Why take an approach to determining fair use that is rooted in professional consensus, rather than (for example) negotiating standards with right holders or consulting legal experts?

At the heart of this approach is the record of almost 175 years of fair use decision in the U.S. courts, showing that courts are influenced by evidence of professional consensus within communities of practice about what constitutes fair use. A good resource on this point and others relating to the growth in use of fair use best practices codes in the United States is the new book, Reclaiming Fair Use: How to Put Balance Back in Copyright Law (Aufderheide & Jaszi, 2011, University of Chicago Press). Complementary material also is available on our  fair use homepage.

For further analysis of the trends in fair use, which demonstrate the vitality of the best-practices approach, we recommend the enclosed materials:


  • foundational article published in 2004 by legal scholar Michael Madison, entitled “A Pattern-Oriented Approach to Fair Use,” shows that judges making fair use decisions tend to bless socially beneficial patterns and practices of use, and that consequently communities that can tell a compelling story about their practices have a better chance of winning favorable fair use decisions. The fundamental insight of this article is the basis for all of the Codes of Best Practice, which endeavor to find and articulate the rationale for socially beneficial fair uses in a series of practice communities.
  • short article introducing the benefits of codes of Best Practices by copyright expert litigators Jennifer Urban (of the Berkeley Law School Samuelson Clinic) and Anthony Falzone (who directs the Stanford Fair Use Project), originally published in a special issue of The Journal of the Copyright Society of the U.S.A. devoted to the fair use doctrine today.
  • Note from the 2008-2009 volume of the Harvard Law Review, the most widely respected general legal periodical, praising the best practices approach as a moderate, practical way of securing the benefits of the doctrine to all of its beneficiaries.
  • A 2011 law review article by UCLA legal scholar Neal Netanel, describing current judicial decision-making on fair use. His point is that, increasingly, courts regard the decisive question as whether a use is “transformative” – a legal term meaning uses that repurpose copyrighted material and add significant value to it. When the answer to that question is in the affirmative, and the extent of the use is proportionate to the transformative purpose, fair use almost always triumphs. As librarians explained in shaping The Code of Best Practices in Fair Use for Academic and Research Libraries, the work they do in support of scholarship and teaching is highly transformative.

**Data extract**
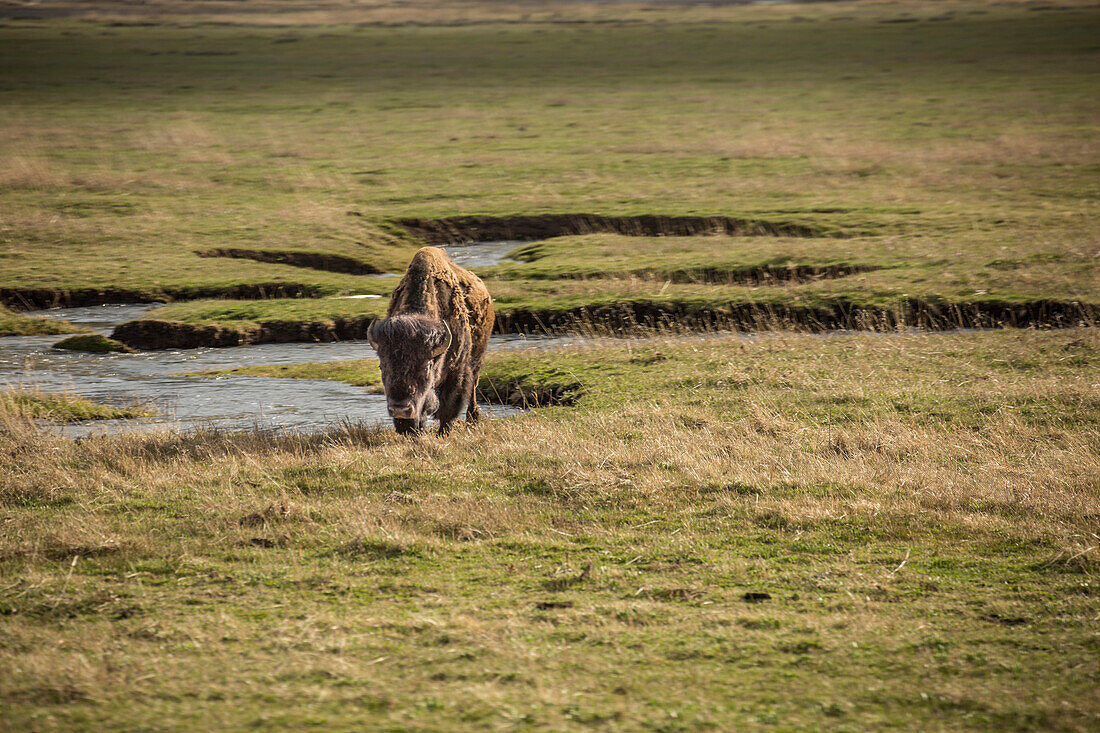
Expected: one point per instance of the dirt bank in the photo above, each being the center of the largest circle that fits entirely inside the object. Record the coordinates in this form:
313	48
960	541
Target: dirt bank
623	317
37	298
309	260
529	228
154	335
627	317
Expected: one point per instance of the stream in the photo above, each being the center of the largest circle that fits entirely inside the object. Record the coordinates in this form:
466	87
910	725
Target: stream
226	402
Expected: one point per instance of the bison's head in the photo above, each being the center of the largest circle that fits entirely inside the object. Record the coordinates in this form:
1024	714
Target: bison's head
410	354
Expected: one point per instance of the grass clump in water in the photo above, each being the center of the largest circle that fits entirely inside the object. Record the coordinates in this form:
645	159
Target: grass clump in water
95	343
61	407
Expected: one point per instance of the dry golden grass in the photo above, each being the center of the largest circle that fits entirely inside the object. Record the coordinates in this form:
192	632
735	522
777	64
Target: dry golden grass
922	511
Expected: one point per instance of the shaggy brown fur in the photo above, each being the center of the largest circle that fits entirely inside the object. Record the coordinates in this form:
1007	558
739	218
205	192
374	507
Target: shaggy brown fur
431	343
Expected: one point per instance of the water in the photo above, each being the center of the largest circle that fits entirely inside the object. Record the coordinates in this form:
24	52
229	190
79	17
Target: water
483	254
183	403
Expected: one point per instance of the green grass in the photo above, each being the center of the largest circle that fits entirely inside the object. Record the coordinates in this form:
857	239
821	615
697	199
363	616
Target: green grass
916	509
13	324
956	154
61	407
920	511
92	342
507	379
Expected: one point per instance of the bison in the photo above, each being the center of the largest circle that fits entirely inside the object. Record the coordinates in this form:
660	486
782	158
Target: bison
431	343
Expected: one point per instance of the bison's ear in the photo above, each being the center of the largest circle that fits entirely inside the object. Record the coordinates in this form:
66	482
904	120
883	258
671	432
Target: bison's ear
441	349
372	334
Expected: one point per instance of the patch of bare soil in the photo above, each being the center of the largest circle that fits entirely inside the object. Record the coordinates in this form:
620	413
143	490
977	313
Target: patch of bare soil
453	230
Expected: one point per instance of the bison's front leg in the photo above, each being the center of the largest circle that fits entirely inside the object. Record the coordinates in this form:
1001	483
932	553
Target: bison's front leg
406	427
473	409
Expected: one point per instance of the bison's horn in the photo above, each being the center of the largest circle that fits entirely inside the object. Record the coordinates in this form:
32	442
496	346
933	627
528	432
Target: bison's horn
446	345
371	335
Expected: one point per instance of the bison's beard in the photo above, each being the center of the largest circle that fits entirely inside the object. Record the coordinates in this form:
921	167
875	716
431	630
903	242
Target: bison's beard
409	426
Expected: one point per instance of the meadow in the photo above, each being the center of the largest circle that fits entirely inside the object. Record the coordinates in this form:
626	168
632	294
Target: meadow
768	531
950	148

**What you will do**
(a) Please reproduce, word for word, the part of the fair use text starting at "At the heart" and ending at "our  fair use homepage.".
(b) Continue the fair use text from where it stops.

**Solved tasks**
(a)
At the heart of this approach is the record of almost 175 years of fair use decision in the U.S. courts, showing that courts are influenced by evidence of professional consensus within communities of practice about what constitutes fair use. A good resource on this point and others relating to the growth in use of fair use best practices codes in the United States is the new book, Reclaiming Fair Use: How to Put Balance Back in Copyright Law (Aufderheide & Jaszi, 2011, University of Chicago Press). Complementary material also is available on our  fair use homepage.

(b)
  • 2012 article by American University’s Peter Jaszi arguing that that much unlicensed use of copyrighted content in and around education (including in academic and research libraries) should, in fact, be considered transformative, within the meaning of that term as the case law has defined it; and that educators, including librarians, should embrace this way of looking at what they do if they want to achieve the full possible benefits of fair use in the current legal environment.
  • A 2001 law review article by Columbia University legal scholar Professor Kenneth Crews documenting how the use of negotiated guidelines, co-designed by rights holders with no stake in the mission of higher education or libraries, to establish fair use claims has repeatedly disappointed and frustrated educators and librarians. This research powerfully documents the cost to teachers, scholars, librarians and the public of depending on others to permit them to use their rights. And it is a reminder of why the 1976 Classroom Photocopying Guidelines cannot be a template for fair use standards for other technological environments.
  • Can copying an article be “transformative”? This memo by the U.S. Patent and Trademark Office, explaining why its own copying is legal under fair use, is helpful in understanding the importance of context to establish transformativeness, or “a new and different purpose than for which it was created,” in determining a fair use.